(Records from a pointing dataset)
■ ■ ■ ■
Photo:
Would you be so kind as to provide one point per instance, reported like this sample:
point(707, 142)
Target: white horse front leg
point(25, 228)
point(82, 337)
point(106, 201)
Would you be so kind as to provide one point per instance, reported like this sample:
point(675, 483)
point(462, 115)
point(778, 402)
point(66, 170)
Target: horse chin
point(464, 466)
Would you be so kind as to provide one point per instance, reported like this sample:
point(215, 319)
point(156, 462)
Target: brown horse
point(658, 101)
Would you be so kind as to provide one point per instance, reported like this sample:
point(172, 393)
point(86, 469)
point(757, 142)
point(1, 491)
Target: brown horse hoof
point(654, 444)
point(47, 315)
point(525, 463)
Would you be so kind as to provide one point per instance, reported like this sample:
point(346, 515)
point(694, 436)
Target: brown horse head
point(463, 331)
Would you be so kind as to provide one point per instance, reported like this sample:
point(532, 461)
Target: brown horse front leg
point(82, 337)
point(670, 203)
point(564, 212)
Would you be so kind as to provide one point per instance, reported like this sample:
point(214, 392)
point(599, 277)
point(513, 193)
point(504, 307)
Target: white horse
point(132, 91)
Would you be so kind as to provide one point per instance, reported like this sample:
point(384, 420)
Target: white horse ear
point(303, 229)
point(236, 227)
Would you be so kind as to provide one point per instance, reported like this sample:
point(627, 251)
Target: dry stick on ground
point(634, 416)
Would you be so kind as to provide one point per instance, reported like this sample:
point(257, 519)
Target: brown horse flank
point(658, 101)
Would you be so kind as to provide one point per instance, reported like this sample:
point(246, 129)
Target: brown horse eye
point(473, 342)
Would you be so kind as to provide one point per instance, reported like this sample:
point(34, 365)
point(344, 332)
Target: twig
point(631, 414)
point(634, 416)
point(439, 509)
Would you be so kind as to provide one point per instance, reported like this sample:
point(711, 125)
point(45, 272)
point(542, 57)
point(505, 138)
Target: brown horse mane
■ ■ ■ ■
▶ SET PROBLEM
Reproduce all of the material above verbatim, from its first line through its last.

▶ SOLUTION BELOW
Photo:
Would you be so kind as to provide one point per instance, reported like this sample:
point(707, 142)
Target: white horse front leg
point(25, 228)
point(82, 337)
point(106, 201)
Would you be so kind as to provide one point per instance, reported like this sample:
point(675, 483)
point(462, 115)
point(778, 402)
point(66, 170)
Target: horse chin
point(464, 466)
Would you be so kind as to provide one point per instance, reported like this sample:
point(215, 319)
point(156, 462)
Target: brown horse
point(658, 101)
Would you be so kind as to provide one point per instance, reported like this sample:
point(172, 393)
point(86, 469)
point(757, 142)
point(1, 491)
Target: brown horse hoof
point(654, 444)
point(47, 315)
point(525, 463)
Would you be so kind as to provide one point per instance, reported like this sample:
point(346, 515)
point(694, 436)
Target: brown horse head
point(463, 331)
Would you be so kind as to provide one point per instance, reported like this sample:
point(532, 461)
Target: brown horse front leg
point(82, 337)
point(670, 203)
point(564, 212)
Would you be so kind as to provide one point per instance, reported like this sample:
point(214, 392)
point(599, 277)
point(513, 193)
point(504, 307)
Target: white horse
point(132, 91)
Would you be so kind as to provide one point per instance, reported like this sample:
point(384, 420)
Target: white horse ear
point(303, 229)
point(236, 227)
Would you be so kind as to provide one point per instance, reported like this sample:
point(627, 251)
Target: dry stick on ground
point(634, 416)
Would you be so kind as to provide one point per instance, reported like this sample:
point(257, 519)
Target: brown horse flank
point(658, 101)
Would you be so kind as to provide one point per instance, reported like this sample:
point(246, 129)
Target: brown horse eye
point(473, 342)
Would you be so kind as to provide one point per instance, reported like this sample:
point(34, 365)
point(344, 332)
Target: twig
point(631, 414)
point(634, 416)
point(439, 509)
Would you be so kind as to provide one point per instance, reported like this sample:
point(711, 125)
point(45, 272)
point(542, 57)
point(505, 138)
Target: brown horse mane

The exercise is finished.